- PROBLEMS TO WORK ON:
**1)** In the caregiving article, swap "aging parent" for "elderly parent" and give the stretch from "3 Ways to Navigate" through "you never received." again.
**2)** Decide whether each statement agrees with the caregiving article. Answer yes or no, and quote the deciding words of the article. (a) Boundaries are described as walls that keep you detached. (b) Writing in a journal is named as one way to name your feelings. (c) Naming the truth is said to solve everything.

- SELECTED PASSAGE:
------

3 Ways to Navigate Caregiving When Love and Resentment Collide
- Allison David
- Sep 14
- 3 min read

Caring for an aging parent is often portrayed as an act of love, gratitude, and reciprocity — the child giving back to the one who raised them. But what if your parent did not nurture, protect, or show up for you in the way you needed? What if your childhood was marked by neglect, criticism, or abuse?
For many adult children, caregiving brings up a unique struggle: the desire to do the “right” thing while carrying years of pain from the past. It can feel like a constant dance — one step toward compassion, one step into resentment. You may find yourself making meals, running errands, or sitting by your parent’s side while simultaneously wrestling with memories of harm and longing for the care you never received.
This tension is real, and it can be exhausting. The truth is: you are not alone in it. Below are three ways to navigate this complicated landscape — not to make it easy, but to make it survivable, and perhaps even meaningful, on your terms.
Name the Truth of Your Experience
Many caregivers in this position try to silence their resentment by telling themselves, “It’s in the past” or “I should be over it by now.” But suppressing your truth only makes caregiving heavier.
Acknowledging your feelings — anger, grief, bitterness, even hatred — does not make you a bad caregiver. It makes you an honest one. Writing in a journal, talking with a trusted friend, or working with a therapist can help you name what’s happening inside you.
When you allow yourself to say, “I’m caring for someone who did not care for me,” you begin to loosen the grip of shame. Naming the truth doesn’t solve everything, but it gives you clarity and a measure of freedom.
Set Boundaries That Protect You
Boundaries are not walls to keep you cold or detached. They are limits that preserve your well-being so you can give what you choose to give — not what old patterns of obligation demand.
That might mean:
Deciding what tasks you are willing to do and which you are not.
Limiting how often you visit or how long you stay.
Saying no to conversations that reopen old wounds.

------

- PROVIDED MATERIAL:
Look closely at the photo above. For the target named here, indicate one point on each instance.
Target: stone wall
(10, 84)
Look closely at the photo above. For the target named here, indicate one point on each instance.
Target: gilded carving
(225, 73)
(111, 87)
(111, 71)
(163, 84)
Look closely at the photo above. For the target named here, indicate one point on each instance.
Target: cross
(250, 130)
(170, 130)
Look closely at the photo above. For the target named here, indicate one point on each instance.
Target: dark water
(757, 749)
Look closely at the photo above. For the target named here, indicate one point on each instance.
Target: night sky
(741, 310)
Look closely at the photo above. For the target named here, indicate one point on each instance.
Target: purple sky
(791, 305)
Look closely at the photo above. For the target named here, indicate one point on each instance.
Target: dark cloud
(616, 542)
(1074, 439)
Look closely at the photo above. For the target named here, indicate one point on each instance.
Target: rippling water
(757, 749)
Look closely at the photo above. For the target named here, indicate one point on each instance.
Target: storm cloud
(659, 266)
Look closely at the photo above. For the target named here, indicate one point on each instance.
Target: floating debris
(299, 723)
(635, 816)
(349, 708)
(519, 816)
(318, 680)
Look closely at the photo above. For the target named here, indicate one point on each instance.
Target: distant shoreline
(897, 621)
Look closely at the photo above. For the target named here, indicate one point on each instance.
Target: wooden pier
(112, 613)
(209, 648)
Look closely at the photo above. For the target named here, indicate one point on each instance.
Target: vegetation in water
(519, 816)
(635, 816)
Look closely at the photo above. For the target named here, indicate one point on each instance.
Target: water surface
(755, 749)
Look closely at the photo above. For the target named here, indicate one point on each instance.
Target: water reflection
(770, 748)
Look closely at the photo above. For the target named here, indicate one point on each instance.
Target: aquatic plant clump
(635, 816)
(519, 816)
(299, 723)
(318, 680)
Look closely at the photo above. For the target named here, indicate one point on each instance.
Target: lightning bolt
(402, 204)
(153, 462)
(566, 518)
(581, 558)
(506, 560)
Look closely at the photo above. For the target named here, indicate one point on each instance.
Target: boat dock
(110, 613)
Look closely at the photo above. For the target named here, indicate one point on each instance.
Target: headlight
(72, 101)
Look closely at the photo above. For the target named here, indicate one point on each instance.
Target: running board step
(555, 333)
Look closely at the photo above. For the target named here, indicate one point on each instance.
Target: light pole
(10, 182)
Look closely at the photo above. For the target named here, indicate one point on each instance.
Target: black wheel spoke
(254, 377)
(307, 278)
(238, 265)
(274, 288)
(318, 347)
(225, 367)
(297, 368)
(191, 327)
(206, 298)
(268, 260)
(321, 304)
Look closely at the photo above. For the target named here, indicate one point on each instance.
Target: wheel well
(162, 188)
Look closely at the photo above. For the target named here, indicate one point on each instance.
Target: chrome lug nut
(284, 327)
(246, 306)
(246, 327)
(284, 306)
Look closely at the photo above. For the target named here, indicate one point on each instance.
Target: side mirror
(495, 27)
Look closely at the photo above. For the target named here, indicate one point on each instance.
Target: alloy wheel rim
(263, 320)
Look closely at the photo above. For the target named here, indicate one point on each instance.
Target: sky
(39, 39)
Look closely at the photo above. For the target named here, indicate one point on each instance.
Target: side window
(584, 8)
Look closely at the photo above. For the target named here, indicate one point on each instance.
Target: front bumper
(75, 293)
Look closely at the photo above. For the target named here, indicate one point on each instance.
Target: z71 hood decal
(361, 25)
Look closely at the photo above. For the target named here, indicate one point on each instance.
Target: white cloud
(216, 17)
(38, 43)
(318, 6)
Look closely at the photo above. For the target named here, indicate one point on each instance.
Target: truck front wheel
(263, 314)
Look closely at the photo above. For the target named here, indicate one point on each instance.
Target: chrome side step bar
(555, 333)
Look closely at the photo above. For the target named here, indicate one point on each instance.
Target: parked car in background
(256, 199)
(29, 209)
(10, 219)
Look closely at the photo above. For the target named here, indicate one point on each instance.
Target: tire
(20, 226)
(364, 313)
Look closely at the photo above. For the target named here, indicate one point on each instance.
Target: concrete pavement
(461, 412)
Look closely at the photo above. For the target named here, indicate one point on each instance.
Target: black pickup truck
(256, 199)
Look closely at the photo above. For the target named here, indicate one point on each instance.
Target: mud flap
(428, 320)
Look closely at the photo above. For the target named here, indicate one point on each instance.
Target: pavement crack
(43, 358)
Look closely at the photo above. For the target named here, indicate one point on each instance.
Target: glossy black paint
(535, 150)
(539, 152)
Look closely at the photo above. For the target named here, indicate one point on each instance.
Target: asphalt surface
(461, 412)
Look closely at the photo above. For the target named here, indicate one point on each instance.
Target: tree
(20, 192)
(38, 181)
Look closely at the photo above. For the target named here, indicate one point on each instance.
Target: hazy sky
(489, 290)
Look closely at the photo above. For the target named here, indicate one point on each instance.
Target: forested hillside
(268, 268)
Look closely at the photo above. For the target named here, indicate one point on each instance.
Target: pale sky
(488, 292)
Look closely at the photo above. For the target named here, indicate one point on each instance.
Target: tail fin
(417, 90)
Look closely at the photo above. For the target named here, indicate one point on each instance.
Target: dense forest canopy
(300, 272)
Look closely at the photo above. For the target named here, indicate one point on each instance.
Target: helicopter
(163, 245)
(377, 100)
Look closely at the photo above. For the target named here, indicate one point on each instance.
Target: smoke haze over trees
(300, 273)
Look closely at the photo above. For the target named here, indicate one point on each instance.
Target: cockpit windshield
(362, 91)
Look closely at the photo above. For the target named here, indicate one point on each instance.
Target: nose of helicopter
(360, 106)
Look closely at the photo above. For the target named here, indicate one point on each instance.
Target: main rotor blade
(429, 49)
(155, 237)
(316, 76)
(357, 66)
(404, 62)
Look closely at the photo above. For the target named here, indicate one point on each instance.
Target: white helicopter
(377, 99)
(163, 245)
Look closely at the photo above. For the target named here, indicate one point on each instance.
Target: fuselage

------

- SOLVED TASKS:
**1)**
3 Ways to Navigate Caregiving When Love and Resentment Collide
- Allison David
- Sep 14
- 3 min read

Caring for an elderly parent is often portrayed as an act of love, gratitude, and reciprocity — the child giving back to the one who raised them. But what if your parent did not nurture, protect, or show up for you in the way you needed? What if your childhood was marked by neglect, criticism, or abuse?
For many adult children, caregiving brings up a unique struggle: the desire to do the “right” thing while carrying years of pain from the past. It can feel like a constant dance — one step toward compassion, one step into resentment. You may find yourself making meals, running errands, or sitting by your parent’s side while simultaneously wrestling with memories of harm and longing for the care you never received.

**2)**
(a) No: "Boundaries are not walls to keep you cold or detached."
(b) Yes: "Writing in a journal, talking with a trusted friend, or working with a therapist can help you name what’s happening inside you."
(c) No: "Naming the truth doesn’t solve everything"